#### [Selected excerpt]
-- Begin --
I have received this email from a lady in the UK:

"My dad was a royal navy commando he was awarded the D.S.M 9AUGUST 1942 THE C,G.M 9 JULY 1943 THE U.S.A. D.S.C 6 JULY 1944 THE BAR TO THE D.S.M SEPT 1944 AND THE BELGIUM CROIX DE GUERRE 27 FEB 1945 where can i find out what he won them for"

Can you guys help me?
Regards..(Scribe)


----------



## Peter4447 (Jan 26, 2006)

rickles23 said:


> I have received this email from a lady in the UK:
> 
> "My dad was a royal navy commando he was awarded the D.S.M 9AUGUST 1942 THE C,G.M 9 JULY 1943 THE U.S.A. D.S.C 6 JULY 1944 THE BAR TO THE D.S.M SEPT 1944 AND THE BELGIUM CROIX DE GUERRE 27 FEB 1945 where can i find out what he won them for"
> 
> ...


----------



## rickles23 (Oct 13, 2006)

*Name*

I am sorry but all I have is the name of the daughter, who wrote to me, a Ms. Melbourne. and that her Dad was a Royal Navy Commando.
-- End --
#### [Records for the exercise]
-- Begin --
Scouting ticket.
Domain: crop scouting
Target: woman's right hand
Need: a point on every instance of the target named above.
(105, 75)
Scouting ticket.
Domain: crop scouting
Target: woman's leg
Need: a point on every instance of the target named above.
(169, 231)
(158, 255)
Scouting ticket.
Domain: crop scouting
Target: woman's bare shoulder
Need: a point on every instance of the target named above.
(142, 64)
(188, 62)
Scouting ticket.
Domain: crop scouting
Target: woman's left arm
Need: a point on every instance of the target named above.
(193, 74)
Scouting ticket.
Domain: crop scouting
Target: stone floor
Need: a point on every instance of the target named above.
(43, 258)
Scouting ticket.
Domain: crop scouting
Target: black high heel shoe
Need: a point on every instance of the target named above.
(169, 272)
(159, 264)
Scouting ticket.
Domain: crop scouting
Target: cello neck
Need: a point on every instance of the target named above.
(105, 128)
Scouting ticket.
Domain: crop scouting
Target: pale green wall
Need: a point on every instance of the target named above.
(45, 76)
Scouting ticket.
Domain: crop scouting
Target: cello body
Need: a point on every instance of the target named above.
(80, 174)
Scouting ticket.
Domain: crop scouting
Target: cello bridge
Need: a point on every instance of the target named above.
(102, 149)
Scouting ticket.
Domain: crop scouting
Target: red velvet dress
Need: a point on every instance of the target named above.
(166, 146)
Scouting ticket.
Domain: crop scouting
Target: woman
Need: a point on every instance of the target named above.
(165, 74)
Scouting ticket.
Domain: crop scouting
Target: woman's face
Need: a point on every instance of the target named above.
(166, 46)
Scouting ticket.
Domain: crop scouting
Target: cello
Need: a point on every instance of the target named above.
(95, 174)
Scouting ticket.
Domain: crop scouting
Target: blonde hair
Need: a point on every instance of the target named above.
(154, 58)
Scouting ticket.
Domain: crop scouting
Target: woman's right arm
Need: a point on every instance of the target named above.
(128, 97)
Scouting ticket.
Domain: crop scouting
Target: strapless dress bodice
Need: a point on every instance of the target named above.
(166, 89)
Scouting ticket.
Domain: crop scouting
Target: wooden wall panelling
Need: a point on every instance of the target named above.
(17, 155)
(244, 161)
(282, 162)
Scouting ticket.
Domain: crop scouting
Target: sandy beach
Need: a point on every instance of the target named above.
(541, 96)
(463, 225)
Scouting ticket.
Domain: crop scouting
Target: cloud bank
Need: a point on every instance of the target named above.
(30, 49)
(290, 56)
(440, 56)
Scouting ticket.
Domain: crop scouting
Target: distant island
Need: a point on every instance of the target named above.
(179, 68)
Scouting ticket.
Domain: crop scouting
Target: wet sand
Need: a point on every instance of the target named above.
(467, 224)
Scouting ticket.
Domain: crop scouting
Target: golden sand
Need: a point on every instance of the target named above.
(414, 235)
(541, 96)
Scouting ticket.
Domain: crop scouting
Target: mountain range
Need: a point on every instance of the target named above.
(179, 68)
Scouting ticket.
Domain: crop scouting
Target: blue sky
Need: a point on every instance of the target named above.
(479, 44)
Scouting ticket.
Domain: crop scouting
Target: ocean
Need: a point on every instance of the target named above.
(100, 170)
-- End --
#### [What to work on]
1: List every line of the rows that contains the word "dress".
2: Carry on the forum thread about the Royal Navy commando's medals, picking up after its last post.

#### [Answers]
1:
Target: red velvet dress
Target: strapless dress bodice

2:
However I shall send an email to her as soon as I have finished on this site. Having emailed the lady (ain't technology good) I can now add that 
the name of the man is:

Robert Norman Wilding 
Service number jx118170
She also sent a photo of Robert wearing 'bars' on his uniform but its in old sepia. 


Regards.


----------



## tonyblackpool (Sep 21, 2007)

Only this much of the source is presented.